Problema →
Reescala las líneas que van desde la que contiene "Identify one point on each instance of the girl's bare" hasta la que contiene "(1049, 163)", ambas incluidas. Escríbelas de nuevo todas, sin omitir ninguna, multiplicando cada coordenada por 2,25 y redondeando al entero más cercano (las mitades, hacia arriba).
_____
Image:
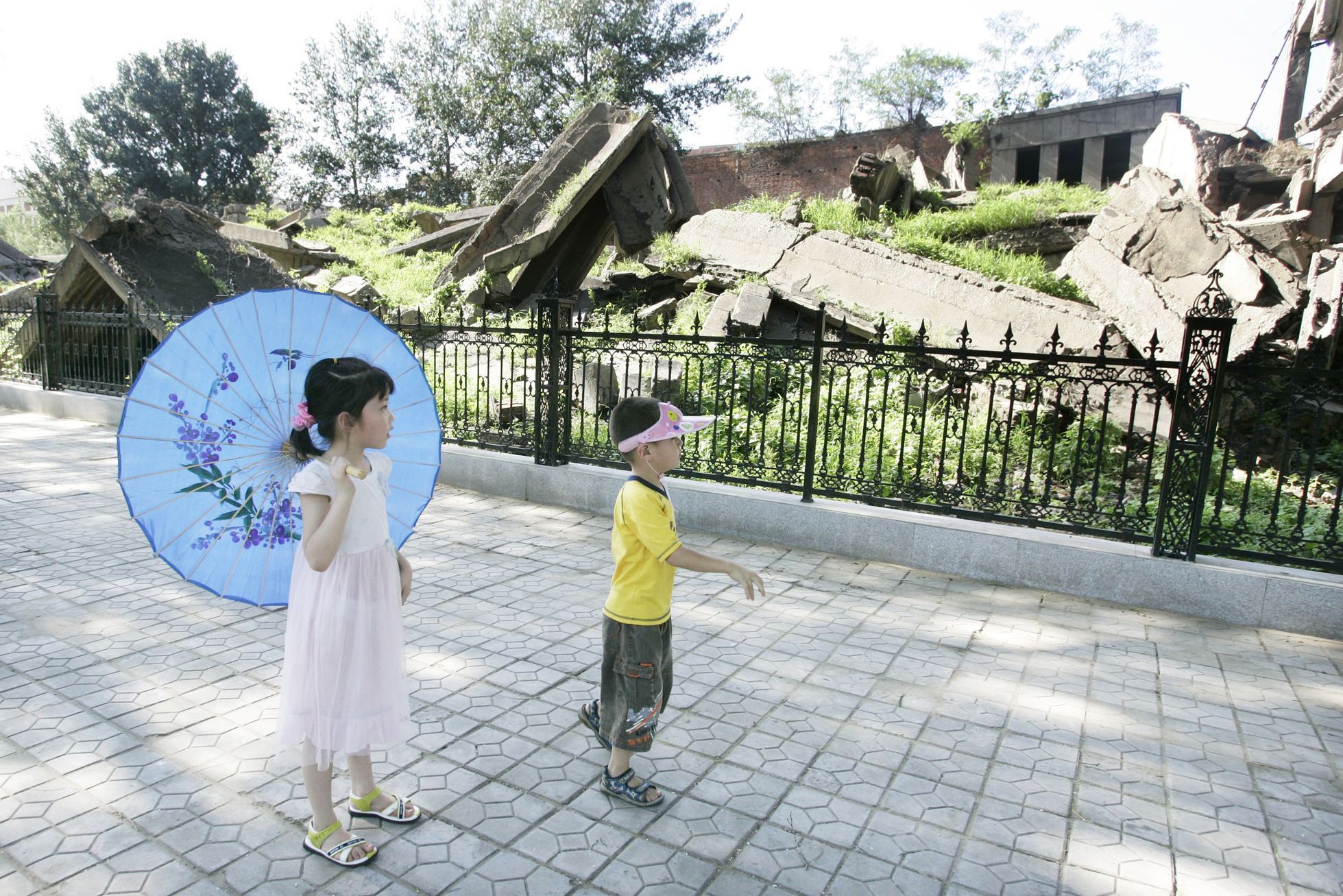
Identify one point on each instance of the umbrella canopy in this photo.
(202, 448)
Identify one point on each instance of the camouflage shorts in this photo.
(636, 681)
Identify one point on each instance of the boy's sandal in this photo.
(590, 718)
(340, 855)
(399, 812)
(622, 788)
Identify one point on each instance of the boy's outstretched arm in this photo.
(687, 559)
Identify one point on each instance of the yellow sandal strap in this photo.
(319, 837)
(365, 802)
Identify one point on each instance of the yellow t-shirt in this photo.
(642, 539)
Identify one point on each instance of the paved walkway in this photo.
(865, 729)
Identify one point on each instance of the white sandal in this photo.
(399, 812)
(339, 855)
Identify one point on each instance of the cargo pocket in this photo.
(642, 688)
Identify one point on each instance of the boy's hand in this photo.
(749, 581)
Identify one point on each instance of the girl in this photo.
(344, 684)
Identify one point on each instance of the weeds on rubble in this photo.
(560, 200)
(764, 204)
(675, 254)
(364, 239)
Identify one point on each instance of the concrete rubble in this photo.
(612, 175)
(1154, 249)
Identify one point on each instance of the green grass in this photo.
(560, 202)
(949, 235)
(675, 254)
(364, 238)
(763, 203)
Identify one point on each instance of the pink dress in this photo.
(344, 686)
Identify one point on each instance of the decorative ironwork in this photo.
(1189, 456)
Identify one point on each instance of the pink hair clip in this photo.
(302, 420)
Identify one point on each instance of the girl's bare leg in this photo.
(317, 782)
(361, 781)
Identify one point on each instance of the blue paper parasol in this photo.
(202, 446)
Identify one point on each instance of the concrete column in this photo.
(1135, 148)
(1294, 93)
(1002, 167)
(1093, 154)
(1049, 163)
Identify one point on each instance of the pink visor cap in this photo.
(670, 424)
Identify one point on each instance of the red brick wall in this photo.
(724, 176)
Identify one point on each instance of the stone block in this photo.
(1279, 235)
(912, 289)
(753, 305)
(716, 322)
(751, 242)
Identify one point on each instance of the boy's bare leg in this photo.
(620, 763)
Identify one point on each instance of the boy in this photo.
(637, 625)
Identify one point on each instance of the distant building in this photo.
(10, 198)
(1082, 143)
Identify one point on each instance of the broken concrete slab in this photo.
(1191, 149)
(642, 194)
(753, 306)
(284, 249)
(1152, 278)
(1280, 235)
(751, 242)
(911, 289)
(716, 322)
(1322, 319)
(439, 239)
(431, 222)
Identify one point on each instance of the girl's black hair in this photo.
(337, 385)
(630, 417)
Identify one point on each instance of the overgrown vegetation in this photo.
(947, 235)
(364, 238)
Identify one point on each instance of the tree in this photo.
(346, 140)
(1019, 75)
(493, 82)
(787, 112)
(180, 125)
(58, 182)
(640, 53)
(912, 86)
(1126, 62)
(851, 69)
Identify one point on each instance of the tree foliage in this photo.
(58, 180)
(344, 136)
(1126, 61)
(489, 84)
(785, 113)
(914, 86)
(180, 124)
(851, 67)
(1021, 75)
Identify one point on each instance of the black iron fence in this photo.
(1191, 455)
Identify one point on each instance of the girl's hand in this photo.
(404, 567)
(340, 477)
(749, 581)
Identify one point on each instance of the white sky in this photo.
(1220, 50)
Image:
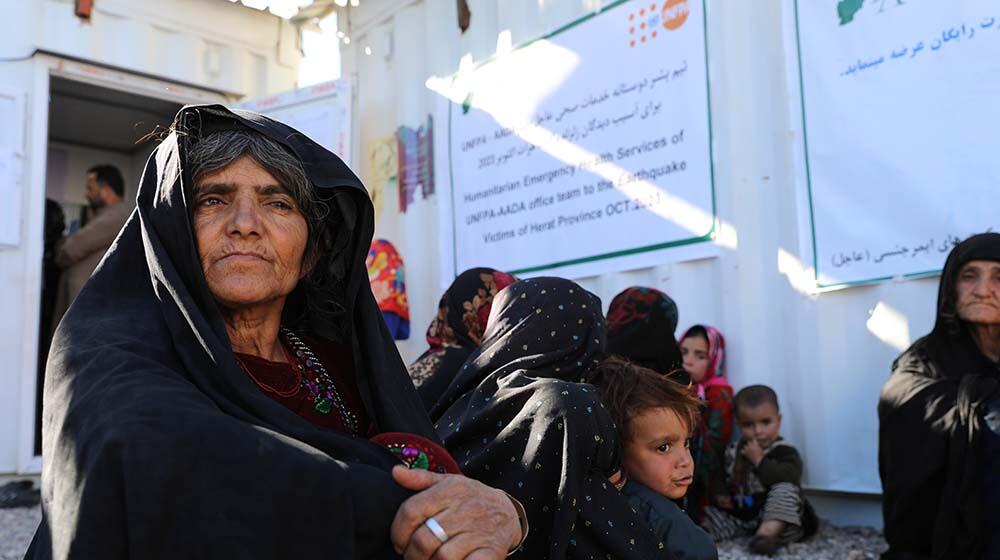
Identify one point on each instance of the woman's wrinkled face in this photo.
(694, 352)
(250, 233)
(978, 290)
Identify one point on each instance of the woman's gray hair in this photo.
(219, 149)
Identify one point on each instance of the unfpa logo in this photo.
(646, 22)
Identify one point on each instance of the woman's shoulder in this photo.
(915, 360)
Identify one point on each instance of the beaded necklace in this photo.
(320, 386)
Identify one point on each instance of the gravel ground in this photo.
(831, 543)
(17, 526)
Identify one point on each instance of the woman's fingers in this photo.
(423, 544)
(468, 546)
(473, 515)
(411, 515)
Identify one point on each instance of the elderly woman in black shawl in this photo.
(456, 330)
(518, 417)
(938, 455)
(212, 392)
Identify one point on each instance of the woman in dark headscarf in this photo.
(456, 330)
(937, 450)
(517, 418)
(641, 326)
(212, 391)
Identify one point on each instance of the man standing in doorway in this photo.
(81, 252)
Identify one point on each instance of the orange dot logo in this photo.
(675, 13)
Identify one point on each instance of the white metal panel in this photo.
(214, 45)
(827, 354)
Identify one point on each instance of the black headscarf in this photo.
(456, 330)
(157, 445)
(516, 418)
(930, 419)
(641, 328)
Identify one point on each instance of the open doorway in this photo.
(89, 125)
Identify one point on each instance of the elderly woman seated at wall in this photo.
(225, 387)
(939, 431)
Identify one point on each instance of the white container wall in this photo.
(827, 355)
(178, 51)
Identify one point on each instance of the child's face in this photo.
(761, 423)
(657, 454)
(694, 351)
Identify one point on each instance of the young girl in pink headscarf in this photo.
(703, 353)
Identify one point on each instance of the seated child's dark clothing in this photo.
(771, 491)
(681, 538)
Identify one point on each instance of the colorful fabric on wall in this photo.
(386, 275)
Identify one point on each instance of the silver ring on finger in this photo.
(436, 529)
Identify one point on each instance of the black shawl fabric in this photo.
(517, 418)
(930, 421)
(157, 445)
(641, 328)
(456, 330)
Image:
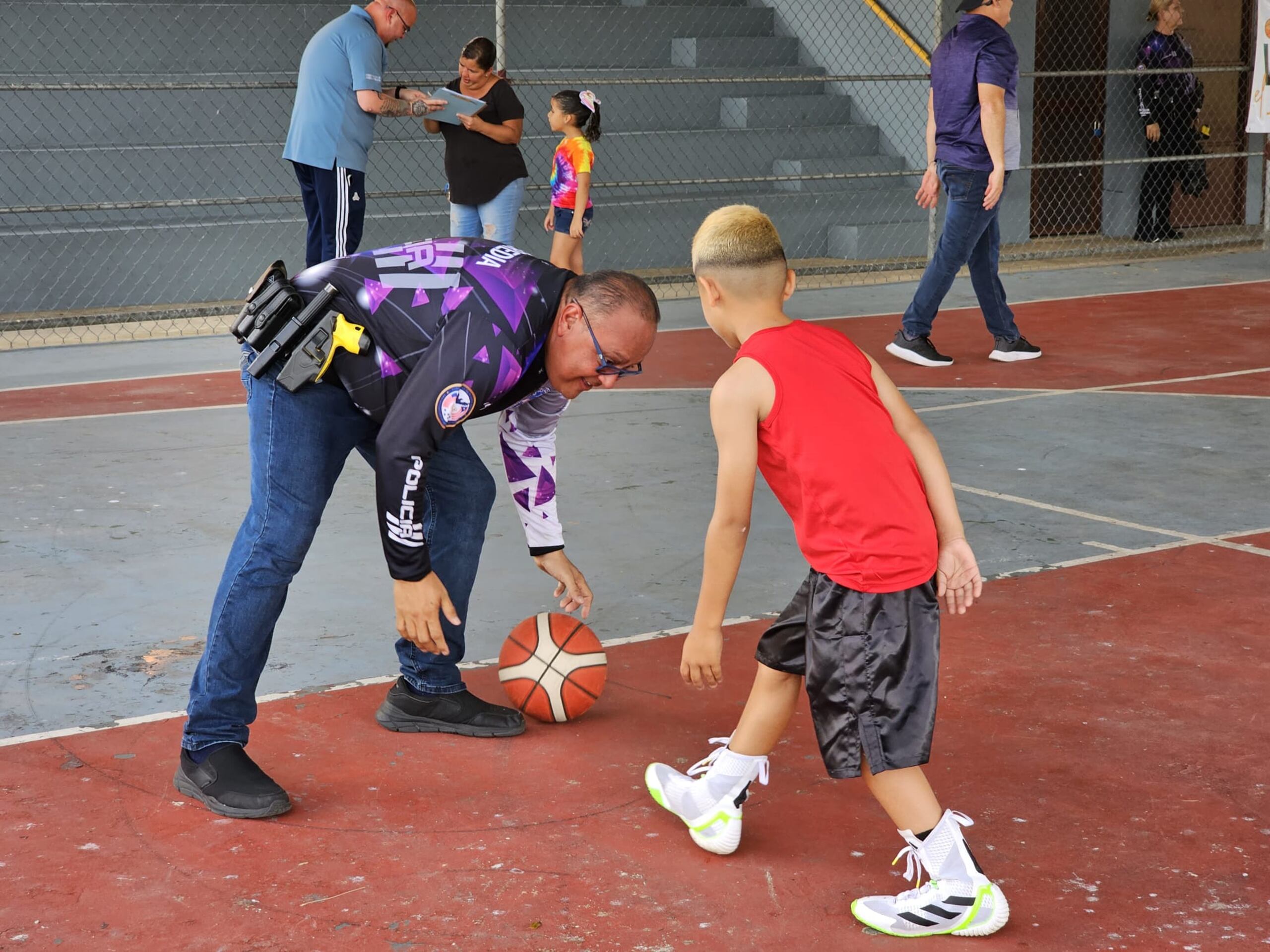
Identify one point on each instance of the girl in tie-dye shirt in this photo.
(577, 116)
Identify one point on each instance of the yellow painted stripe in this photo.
(919, 50)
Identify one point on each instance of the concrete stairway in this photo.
(186, 145)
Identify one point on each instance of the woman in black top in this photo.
(1167, 103)
(483, 162)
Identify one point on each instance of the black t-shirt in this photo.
(477, 167)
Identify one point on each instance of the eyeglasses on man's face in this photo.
(606, 367)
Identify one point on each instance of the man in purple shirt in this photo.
(972, 146)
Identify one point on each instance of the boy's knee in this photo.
(771, 677)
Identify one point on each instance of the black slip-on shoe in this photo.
(230, 783)
(461, 713)
(919, 351)
(1012, 351)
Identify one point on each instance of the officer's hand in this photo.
(996, 186)
(418, 608)
(929, 193)
(573, 586)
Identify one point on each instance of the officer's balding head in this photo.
(605, 327)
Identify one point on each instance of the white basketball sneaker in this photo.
(959, 899)
(710, 806)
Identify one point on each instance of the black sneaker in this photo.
(919, 351)
(230, 783)
(1012, 351)
(461, 713)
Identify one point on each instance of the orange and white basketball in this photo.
(553, 667)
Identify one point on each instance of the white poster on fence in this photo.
(1259, 107)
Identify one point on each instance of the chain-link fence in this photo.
(144, 186)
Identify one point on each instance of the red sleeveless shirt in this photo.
(831, 454)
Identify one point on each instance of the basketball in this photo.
(553, 667)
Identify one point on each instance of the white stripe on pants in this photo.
(341, 211)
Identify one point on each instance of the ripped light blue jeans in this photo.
(495, 220)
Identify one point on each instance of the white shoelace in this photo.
(708, 761)
(913, 857)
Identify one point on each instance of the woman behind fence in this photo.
(484, 166)
(1167, 103)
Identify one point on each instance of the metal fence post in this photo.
(501, 35)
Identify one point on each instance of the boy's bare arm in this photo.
(736, 407)
(926, 452)
(959, 581)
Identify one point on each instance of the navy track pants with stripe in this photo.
(336, 209)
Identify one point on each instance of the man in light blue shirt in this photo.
(338, 97)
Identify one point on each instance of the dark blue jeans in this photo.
(972, 235)
(299, 443)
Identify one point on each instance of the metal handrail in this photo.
(229, 201)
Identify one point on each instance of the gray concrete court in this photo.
(114, 531)
(59, 365)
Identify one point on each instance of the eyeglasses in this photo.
(400, 19)
(607, 367)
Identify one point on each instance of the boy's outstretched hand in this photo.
(956, 575)
(702, 658)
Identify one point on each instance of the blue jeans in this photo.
(972, 235)
(299, 443)
(496, 220)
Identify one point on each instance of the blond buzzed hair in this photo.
(737, 237)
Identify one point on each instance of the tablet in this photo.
(459, 105)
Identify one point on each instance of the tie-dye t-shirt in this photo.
(459, 328)
(573, 158)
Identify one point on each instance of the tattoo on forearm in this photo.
(400, 107)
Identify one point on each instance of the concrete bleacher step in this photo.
(126, 173)
(734, 51)
(840, 166)
(266, 37)
(898, 239)
(759, 110)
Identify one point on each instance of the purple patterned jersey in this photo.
(459, 328)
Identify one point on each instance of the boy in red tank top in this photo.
(876, 517)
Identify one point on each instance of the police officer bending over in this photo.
(411, 342)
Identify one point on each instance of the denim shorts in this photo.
(564, 220)
(872, 664)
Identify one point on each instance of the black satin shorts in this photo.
(872, 665)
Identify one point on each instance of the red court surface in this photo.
(1103, 724)
(1089, 342)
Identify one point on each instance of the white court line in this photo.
(126, 413)
(1029, 301)
(1218, 541)
(1081, 513)
(1103, 389)
(330, 688)
(116, 380)
(1029, 395)
(1221, 540)
(672, 330)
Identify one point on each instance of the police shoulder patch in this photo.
(455, 404)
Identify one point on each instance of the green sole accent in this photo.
(978, 901)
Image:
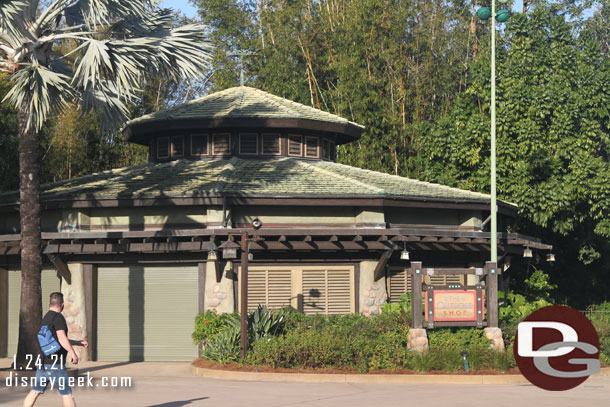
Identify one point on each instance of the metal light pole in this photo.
(502, 15)
(494, 207)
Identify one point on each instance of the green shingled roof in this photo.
(273, 177)
(242, 102)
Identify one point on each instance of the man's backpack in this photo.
(48, 344)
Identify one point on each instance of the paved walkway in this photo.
(172, 385)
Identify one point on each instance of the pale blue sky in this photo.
(182, 5)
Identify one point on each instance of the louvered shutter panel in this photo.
(295, 145)
(279, 288)
(311, 149)
(270, 287)
(248, 143)
(257, 288)
(399, 284)
(271, 144)
(339, 299)
(314, 291)
(437, 280)
(445, 279)
(453, 279)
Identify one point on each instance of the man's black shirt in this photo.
(55, 321)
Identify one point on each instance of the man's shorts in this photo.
(54, 376)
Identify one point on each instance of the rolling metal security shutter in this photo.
(50, 283)
(269, 286)
(399, 283)
(147, 313)
(328, 291)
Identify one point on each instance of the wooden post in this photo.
(430, 314)
(90, 286)
(479, 308)
(244, 294)
(491, 285)
(416, 286)
(3, 312)
(381, 264)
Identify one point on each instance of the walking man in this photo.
(53, 369)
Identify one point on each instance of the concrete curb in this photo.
(365, 378)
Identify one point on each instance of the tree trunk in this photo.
(30, 310)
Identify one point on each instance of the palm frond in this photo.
(102, 12)
(11, 19)
(105, 99)
(43, 91)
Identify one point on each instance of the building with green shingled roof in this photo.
(146, 246)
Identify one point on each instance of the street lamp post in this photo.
(502, 15)
(485, 13)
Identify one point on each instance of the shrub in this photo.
(224, 347)
(263, 323)
(599, 315)
(209, 324)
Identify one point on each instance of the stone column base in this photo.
(495, 336)
(418, 340)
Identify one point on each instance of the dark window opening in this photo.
(222, 143)
(248, 143)
(271, 144)
(178, 146)
(311, 149)
(163, 147)
(295, 145)
(199, 145)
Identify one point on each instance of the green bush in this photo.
(456, 338)
(224, 347)
(599, 315)
(264, 322)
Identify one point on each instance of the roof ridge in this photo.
(334, 174)
(224, 177)
(416, 181)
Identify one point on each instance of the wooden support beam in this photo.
(218, 268)
(90, 285)
(491, 285)
(62, 267)
(416, 293)
(381, 264)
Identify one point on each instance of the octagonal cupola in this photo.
(243, 122)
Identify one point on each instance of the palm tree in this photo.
(94, 52)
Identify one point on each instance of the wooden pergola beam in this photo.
(62, 267)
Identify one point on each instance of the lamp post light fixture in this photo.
(485, 13)
(229, 249)
(404, 255)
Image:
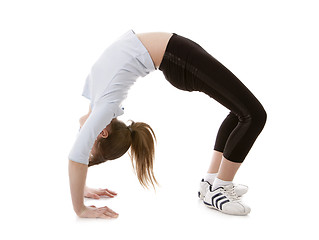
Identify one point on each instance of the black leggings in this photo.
(187, 66)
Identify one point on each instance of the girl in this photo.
(187, 66)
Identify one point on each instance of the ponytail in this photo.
(143, 152)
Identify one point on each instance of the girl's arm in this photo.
(77, 176)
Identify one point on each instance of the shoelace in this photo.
(231, 194)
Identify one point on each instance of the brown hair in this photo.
(139, 136)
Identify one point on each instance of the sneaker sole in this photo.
(212, 207)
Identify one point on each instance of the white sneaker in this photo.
(204, 186)
(225, 199)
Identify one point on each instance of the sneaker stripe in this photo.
(215, 196)
(222, 203)
(219, 199)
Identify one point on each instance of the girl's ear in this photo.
(104, 133)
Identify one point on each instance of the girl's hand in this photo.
(97, 193)
(93, 212)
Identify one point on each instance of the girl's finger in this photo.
(108, 213)
(112, 192)
(93, 195)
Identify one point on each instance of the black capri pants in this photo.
(187, 66)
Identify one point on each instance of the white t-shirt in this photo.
(107, 86)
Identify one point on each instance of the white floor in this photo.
(47, 50)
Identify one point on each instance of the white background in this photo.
(46, 51)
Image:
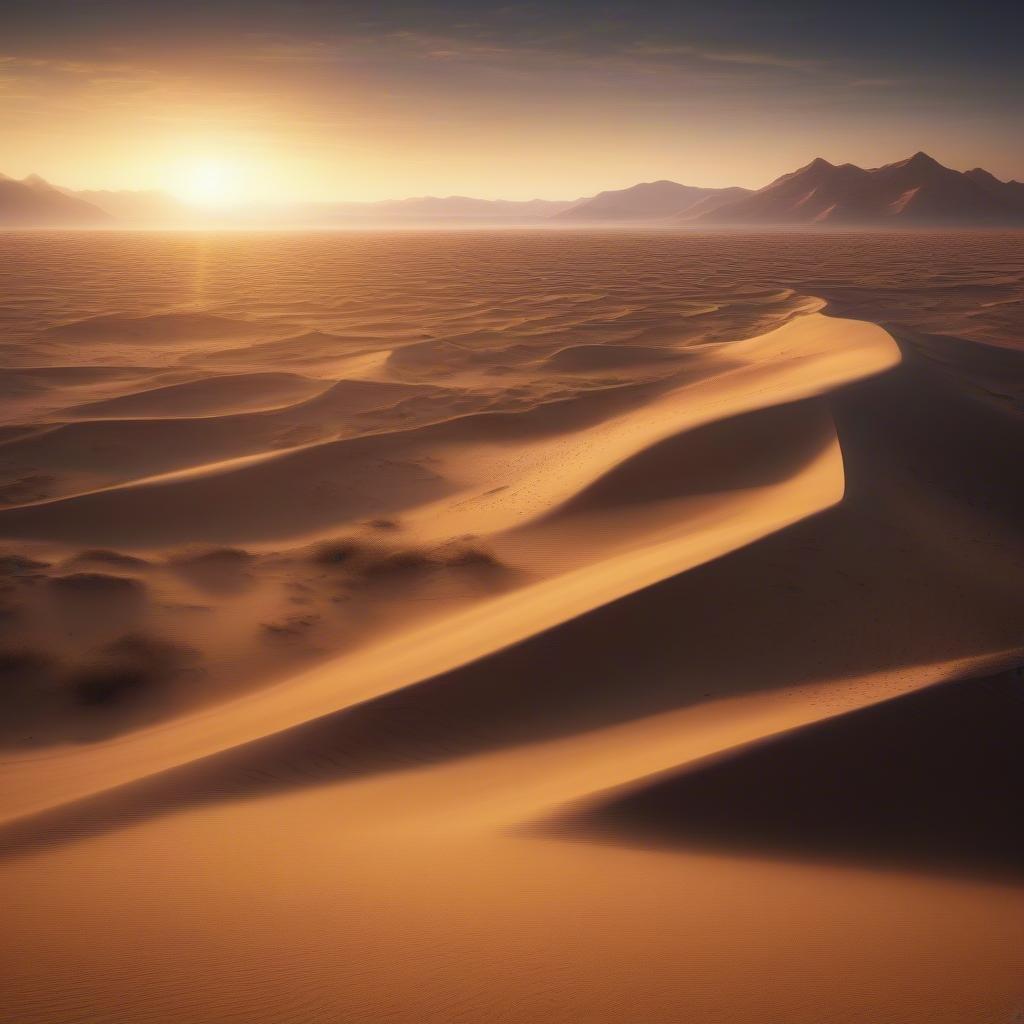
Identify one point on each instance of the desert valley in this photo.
(918, 193)
(511, 513)
(488, 590)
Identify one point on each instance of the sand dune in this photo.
(631, 628)
(930, 778)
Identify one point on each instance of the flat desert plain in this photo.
(522, 626)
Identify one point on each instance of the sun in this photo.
(209, 181)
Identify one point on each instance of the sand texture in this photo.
(511, 626)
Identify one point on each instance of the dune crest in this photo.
(553, 603)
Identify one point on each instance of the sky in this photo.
(308, 99)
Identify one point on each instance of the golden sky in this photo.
(334, 108)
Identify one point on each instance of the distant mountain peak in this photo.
(915, 192)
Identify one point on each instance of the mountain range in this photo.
(914, 193)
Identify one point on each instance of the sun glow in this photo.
(209, 181)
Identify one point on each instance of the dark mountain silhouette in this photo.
(914, 192)
(648, 201)
(35, 203)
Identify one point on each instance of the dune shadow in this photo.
(856, 589)
(931, 780)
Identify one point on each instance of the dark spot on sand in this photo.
(13, 564)
(95, 584)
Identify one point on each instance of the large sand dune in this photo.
(535, 627)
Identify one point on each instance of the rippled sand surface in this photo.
(373, 603)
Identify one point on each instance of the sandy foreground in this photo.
(520, 626)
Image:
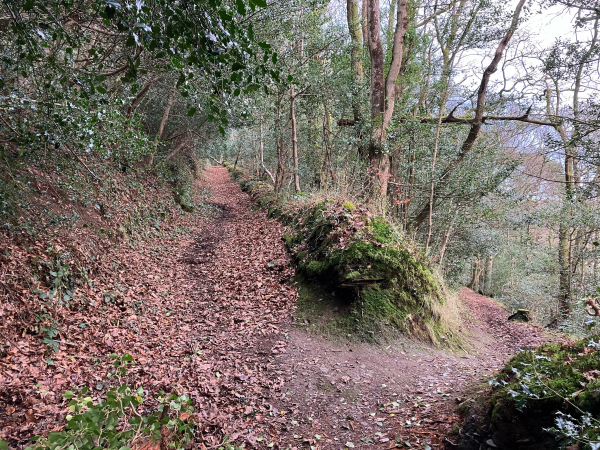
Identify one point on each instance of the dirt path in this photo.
(326, 394)
(214, 321)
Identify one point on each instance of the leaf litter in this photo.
(209, 314)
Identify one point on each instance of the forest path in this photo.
(310, 391)
(206, 306)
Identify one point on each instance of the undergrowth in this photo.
(547, 398)
(358, 276)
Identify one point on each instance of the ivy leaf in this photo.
(259, 3)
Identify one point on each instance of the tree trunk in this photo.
(294, 139)
(262, 152)
(477, 124)
(280, 147)
(163, 121)
(383, 94)
(474, 275)
(564, 282)
(356, 37)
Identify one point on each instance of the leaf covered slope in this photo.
(381, 280)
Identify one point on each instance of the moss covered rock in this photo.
(358, 264)
(543, 399)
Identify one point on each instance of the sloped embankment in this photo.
(380, 283)
(544, 398)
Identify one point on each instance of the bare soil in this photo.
(216, 322)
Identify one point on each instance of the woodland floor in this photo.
(215, 320)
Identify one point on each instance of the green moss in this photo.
(535, 384)
(349, 206)
(386, 286)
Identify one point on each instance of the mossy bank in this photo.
(547, 398)
(357, 275)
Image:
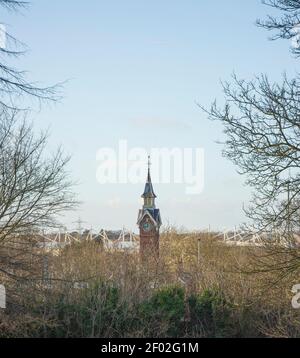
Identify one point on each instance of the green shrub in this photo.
_____
Respuesta escrita →
Identify one point on each instance of the girl's bare leg in this photo.
(713, 1760)
(812, 1757)
Identify one point on each instance of the blue paper parasol in this photo.
(455, 1004)
Identify one point on each instance of the concrete column in this photo.
(2554, 333)
(2912, 209)
(2255, 376)
(2459, 347)
(2360, 367)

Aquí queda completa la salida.